Text provided START

To Make Meat Tender.
It is well known that meat must be kept some time after killing to make it tender. In winter, a large piece of beef or mutton will keep for six weeks if hung in a dry, cool place. Indeed, this is the time allowed in England for the Christmas “shoulder of mutton,” and every few days it is rubbed over with salt and vinegar. In summer, unless the butcher will keep the meat for you, you must resort to other means.
A tough piece of meat may be laid in not too strong vinegar for 3 or 4 days in summer and twice as long in winter, adding to the vinegar such spices as you may like. To soften a tough steak pour a few spoonfuls of vinegar on and let stand for twelve or twenty-four hours. This method has been long recommended and is to some extent used among us; the foreign cook employs sour milk for the same purpose and with even greater success, but this must be changed every day and at the end of the time well washed from the meat.
We cannot too strongly urge that the housekeeper, especially if she be straightened in means, should become used to these methods and practice them occasionally. She does not want to confine herself to soups and stews and she cannot buy “porter-house” steak at 20 or 25 cents a pound, but she can buy "round" at half that price, and after a little experiment can make it tender for boiling, roasting or broiling by one of these methods. In winter, she should buy a supply of meat ahead and keep it until it grows tender.
And if vinegar works, why not up the ante and use vinaigrette?
To Make Meat Tender.
If the fact can be demonstrated to a cook that meat can be made tender by softening the fibers with the action of a little vinegar, there will be no reason why she should send a tough steak to the table. If she can be convinced that it is better to turn it over on a plate containing a little vinegar, salad oil, and pepper four or five times in a couple of hours, instead of trying to make it tender by battering ti with a rolling pin or cleaver, and so forcing out all its juices, she must be obstinate indeed if she prefers to latter method.

Text provided END

■ **What you are asked to do**:
According to the text on making meat tender, how long will a large piece of beef or mutton keep in winter if hung in a dry, cool place?

Information provided START

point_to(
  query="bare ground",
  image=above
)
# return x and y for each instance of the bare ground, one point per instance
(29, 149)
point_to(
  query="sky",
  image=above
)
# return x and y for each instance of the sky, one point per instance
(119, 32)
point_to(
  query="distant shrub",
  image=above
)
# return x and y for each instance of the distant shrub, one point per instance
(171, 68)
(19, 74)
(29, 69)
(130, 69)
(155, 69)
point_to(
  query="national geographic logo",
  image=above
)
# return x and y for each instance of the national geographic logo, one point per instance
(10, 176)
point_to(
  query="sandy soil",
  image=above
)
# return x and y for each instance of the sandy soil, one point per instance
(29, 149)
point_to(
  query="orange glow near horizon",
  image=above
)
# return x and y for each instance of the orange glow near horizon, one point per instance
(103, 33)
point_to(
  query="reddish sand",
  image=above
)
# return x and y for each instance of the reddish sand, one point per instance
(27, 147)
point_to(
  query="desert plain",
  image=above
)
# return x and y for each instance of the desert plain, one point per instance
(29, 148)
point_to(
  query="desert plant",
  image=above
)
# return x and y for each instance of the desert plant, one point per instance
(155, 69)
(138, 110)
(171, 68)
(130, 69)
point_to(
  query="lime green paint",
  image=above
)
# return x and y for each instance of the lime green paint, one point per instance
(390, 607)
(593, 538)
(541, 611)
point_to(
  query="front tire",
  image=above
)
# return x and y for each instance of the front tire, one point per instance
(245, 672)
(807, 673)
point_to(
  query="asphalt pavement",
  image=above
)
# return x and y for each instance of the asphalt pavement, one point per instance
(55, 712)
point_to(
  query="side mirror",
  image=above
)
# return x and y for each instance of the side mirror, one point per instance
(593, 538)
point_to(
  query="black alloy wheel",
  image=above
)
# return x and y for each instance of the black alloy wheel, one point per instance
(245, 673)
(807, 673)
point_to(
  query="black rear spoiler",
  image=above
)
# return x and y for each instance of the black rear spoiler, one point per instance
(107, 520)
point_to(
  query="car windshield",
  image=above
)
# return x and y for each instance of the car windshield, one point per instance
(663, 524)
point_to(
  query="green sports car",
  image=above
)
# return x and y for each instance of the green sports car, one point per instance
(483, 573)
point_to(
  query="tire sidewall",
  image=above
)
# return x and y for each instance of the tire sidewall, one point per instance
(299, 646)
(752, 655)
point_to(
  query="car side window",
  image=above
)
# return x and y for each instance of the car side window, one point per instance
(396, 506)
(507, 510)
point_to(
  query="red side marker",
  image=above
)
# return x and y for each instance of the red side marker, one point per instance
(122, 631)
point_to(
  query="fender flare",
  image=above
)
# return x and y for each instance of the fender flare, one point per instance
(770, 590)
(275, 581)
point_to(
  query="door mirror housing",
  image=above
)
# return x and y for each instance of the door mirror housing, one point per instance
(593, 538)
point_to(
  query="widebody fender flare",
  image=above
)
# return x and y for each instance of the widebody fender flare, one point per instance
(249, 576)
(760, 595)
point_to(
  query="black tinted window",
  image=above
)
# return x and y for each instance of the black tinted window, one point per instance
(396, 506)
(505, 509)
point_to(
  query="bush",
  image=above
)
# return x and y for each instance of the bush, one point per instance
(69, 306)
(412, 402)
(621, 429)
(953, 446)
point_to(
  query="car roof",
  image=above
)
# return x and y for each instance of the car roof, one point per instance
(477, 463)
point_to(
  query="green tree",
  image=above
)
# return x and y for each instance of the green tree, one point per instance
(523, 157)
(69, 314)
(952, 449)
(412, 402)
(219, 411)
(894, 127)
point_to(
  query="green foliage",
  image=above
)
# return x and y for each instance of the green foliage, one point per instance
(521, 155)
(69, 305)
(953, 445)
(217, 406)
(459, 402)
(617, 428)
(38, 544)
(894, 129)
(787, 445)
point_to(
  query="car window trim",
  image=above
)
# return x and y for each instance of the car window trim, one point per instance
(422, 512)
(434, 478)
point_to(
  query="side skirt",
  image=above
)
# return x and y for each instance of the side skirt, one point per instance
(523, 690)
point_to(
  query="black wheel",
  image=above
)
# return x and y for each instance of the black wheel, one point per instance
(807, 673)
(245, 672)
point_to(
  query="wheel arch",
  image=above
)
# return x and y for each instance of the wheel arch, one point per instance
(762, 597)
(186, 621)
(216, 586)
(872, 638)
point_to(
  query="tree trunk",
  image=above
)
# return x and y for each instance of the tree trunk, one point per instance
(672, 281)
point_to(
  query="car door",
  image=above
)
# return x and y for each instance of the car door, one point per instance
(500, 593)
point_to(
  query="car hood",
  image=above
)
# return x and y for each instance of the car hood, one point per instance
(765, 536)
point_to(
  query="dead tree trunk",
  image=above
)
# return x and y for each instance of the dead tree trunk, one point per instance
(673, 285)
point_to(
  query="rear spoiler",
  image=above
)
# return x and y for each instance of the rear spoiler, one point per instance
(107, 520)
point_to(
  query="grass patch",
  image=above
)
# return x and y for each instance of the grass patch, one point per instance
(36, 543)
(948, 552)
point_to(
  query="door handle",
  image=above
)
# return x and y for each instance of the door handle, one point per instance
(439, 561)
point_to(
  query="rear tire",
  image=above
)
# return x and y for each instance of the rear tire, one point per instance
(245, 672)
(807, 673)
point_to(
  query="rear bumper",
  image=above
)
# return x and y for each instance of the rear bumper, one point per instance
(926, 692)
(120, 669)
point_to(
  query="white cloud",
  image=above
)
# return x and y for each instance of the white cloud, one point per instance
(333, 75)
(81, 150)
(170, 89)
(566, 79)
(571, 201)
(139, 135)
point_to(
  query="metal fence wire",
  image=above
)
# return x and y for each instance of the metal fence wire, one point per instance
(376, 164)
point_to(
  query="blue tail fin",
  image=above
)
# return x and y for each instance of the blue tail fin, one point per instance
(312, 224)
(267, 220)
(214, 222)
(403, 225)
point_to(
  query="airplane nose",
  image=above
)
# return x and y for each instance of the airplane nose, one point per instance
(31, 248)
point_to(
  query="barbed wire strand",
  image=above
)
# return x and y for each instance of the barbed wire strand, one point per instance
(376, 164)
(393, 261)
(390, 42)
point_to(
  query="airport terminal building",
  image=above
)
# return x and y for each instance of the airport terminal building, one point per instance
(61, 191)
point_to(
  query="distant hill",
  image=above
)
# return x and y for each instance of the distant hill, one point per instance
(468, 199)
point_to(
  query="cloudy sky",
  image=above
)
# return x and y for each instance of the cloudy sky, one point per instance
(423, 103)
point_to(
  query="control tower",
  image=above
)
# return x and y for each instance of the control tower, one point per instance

Information provided END

■ **Solution for this exercise**:
Six weeks.